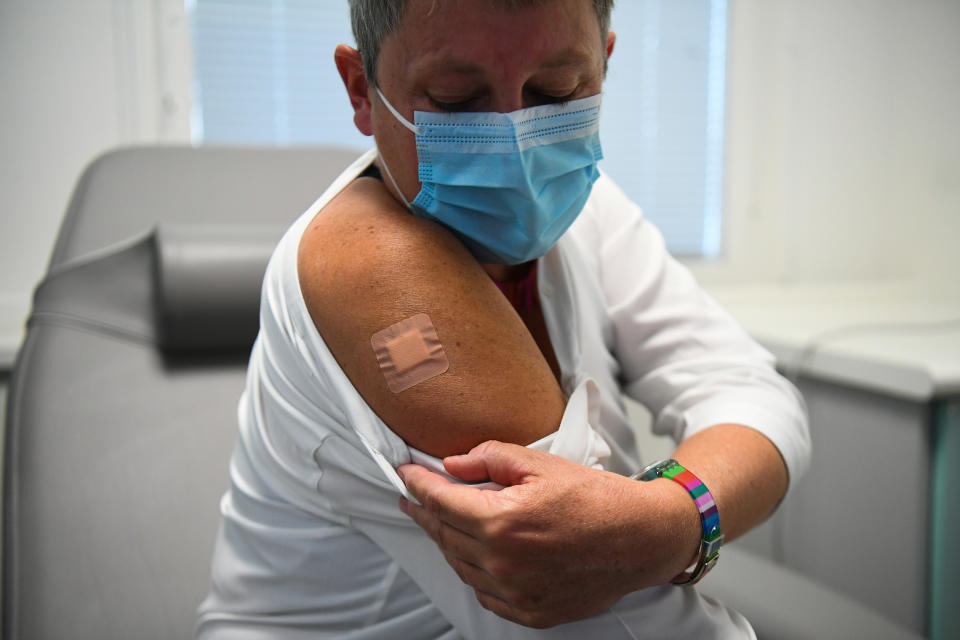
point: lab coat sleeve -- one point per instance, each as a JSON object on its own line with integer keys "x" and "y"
{"x": 681, "y": 355}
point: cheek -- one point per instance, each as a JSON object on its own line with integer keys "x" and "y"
{"x": 398, "y": 146}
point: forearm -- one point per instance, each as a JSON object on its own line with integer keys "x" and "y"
{"x": 742, "y": 469}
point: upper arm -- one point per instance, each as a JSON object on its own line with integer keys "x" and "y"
{"x": 365, "y": 264}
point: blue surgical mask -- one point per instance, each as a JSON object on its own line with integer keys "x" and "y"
{"x": 507, "y": 184}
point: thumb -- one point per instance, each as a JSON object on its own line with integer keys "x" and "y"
{"x": 503, "y": 463}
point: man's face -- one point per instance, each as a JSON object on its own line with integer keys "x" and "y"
{"x": 475, "y": 55}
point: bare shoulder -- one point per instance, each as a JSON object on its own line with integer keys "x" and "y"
{"x": 365, "y": 264}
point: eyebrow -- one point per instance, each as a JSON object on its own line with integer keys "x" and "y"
{"x": 574, "y": 56}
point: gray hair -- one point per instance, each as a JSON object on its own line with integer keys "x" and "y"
{"x": 373, "y": 20}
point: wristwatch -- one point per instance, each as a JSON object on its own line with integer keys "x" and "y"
{"x": 712, "y": 537}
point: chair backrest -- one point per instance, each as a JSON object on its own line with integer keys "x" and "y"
{"x": 121, "y": 413}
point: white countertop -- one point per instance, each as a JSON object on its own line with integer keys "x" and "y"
{"x": 882, "y": 337}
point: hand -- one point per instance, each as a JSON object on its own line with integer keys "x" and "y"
{"x": 561, "y": 541}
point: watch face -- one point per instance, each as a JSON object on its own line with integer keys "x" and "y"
{"x": 653, "y": 471}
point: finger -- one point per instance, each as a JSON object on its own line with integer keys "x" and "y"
{"x": 504, "y": 463}
{"x": 458, "y": 506}
{"x": 452, "y": 541}
{"x": 506, "y": 611}
{"x": 474, "y": 576}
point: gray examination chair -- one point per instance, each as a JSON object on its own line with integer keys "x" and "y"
{"x": 122, "y": 407}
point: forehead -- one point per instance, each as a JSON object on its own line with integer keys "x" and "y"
{"x": 475, "y": 32}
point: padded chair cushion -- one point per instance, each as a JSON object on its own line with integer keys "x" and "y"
{"x": 208, "y": 282}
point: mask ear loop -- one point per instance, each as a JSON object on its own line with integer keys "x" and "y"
{"x": 383, "y": 162}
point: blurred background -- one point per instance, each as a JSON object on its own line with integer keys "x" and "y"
{"x": 801, "y": 156}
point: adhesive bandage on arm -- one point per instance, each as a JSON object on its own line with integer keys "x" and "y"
{"x": 409, "y": 352}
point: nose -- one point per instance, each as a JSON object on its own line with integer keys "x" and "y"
{"x": 509, "y": 98}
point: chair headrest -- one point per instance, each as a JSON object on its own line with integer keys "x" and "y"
{"x": 207, "y": 284}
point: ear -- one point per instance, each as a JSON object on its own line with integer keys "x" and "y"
{"x": 350, "y": 65}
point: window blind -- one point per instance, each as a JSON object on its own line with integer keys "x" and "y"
{"x": 265, "y": 75}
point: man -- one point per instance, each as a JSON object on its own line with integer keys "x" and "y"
{"x": 477, "y": 280}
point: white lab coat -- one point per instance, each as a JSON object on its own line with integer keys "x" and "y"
{"x": 313, "y": 544}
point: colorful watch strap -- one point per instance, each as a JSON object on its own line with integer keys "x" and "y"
{"x": 712, "y": 538}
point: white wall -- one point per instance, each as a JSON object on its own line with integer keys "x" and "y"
{"x": 843, "y": 142}
{"x": 76, "y": 78}
{"x": 843, "y": 135}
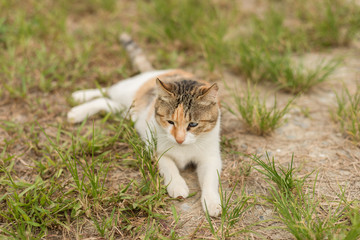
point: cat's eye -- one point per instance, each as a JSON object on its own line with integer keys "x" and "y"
{"x": 192, "y": 124}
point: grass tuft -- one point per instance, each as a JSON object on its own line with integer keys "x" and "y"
{"x": 255, "y": 114}
{"x": 305, "y": 215}
{"x": 231, "y": 213}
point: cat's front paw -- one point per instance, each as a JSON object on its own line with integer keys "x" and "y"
{"x": 178, "y": 188}
{"x": 212, "y": 204}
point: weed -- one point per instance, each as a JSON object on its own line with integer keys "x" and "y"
{"x": 198, "y": 26}
{"x": 302, "y": 212}
{"x": 231, "y": 213}
{"x": 348, "y": 113}
{"x": 257, "y": 116}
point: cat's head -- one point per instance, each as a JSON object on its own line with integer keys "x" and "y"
{"x": 186, "y": 109}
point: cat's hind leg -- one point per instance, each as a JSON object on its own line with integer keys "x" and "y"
{"x": 80, "y": 112}
{"x": 86, "y": 95}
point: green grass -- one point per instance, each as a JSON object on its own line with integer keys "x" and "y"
{"x": 232, "y": 212}
{"x": 254, "y": 112}
{"x": 98, "y": 179}
{"x": 348, "y": 113}
{"x": 305, "y": 214}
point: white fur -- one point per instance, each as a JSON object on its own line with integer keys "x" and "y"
{"x": 203, "y": 150}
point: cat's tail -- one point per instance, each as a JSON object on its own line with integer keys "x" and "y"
{"x": 137, "y": 56}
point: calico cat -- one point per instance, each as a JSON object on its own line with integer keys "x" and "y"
{"x": 184, "y": 115}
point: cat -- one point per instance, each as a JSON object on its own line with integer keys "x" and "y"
{"x": 184, "y": 115}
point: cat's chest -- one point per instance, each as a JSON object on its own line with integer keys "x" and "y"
{"x": 182, "y": 155}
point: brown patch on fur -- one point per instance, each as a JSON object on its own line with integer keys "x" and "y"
{"x": 146, "y": 93}
{"x": 182, "y": 99}
{"x": 179, "y": 129}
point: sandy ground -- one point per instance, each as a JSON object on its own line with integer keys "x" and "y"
{"x": 316, "y": 141}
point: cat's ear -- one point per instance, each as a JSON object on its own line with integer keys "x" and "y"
{"x": 210, "y": 93}
{"x": 164, "y": 89}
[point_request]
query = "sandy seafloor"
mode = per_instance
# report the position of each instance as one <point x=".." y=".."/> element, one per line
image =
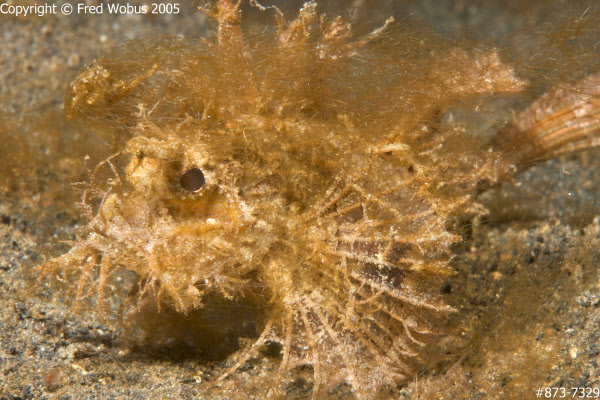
<point x="526" y="288"/>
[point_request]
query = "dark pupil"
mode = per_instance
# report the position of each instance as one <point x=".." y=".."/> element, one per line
<point x="192" y="180"/>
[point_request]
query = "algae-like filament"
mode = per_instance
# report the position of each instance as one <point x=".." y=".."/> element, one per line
<point x="304" y="172"/>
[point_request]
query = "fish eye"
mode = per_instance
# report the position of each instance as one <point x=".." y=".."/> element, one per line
<point x="192" y="180"/>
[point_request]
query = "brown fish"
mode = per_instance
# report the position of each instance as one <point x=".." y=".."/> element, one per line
<point x="305" y="172"/>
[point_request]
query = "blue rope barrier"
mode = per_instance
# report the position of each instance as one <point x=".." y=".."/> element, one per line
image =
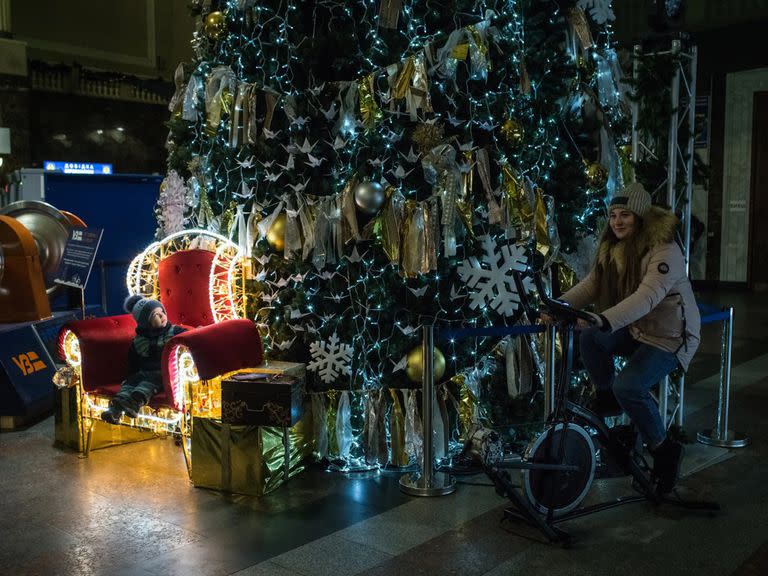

════════

Exercise details
Show each line of the records above that contains the string "sandy".

Task output
point: sandy ground -- one point per instance, each as a JSON object on its own line with integer keys "x" and "y"
query = "sandy seafloor"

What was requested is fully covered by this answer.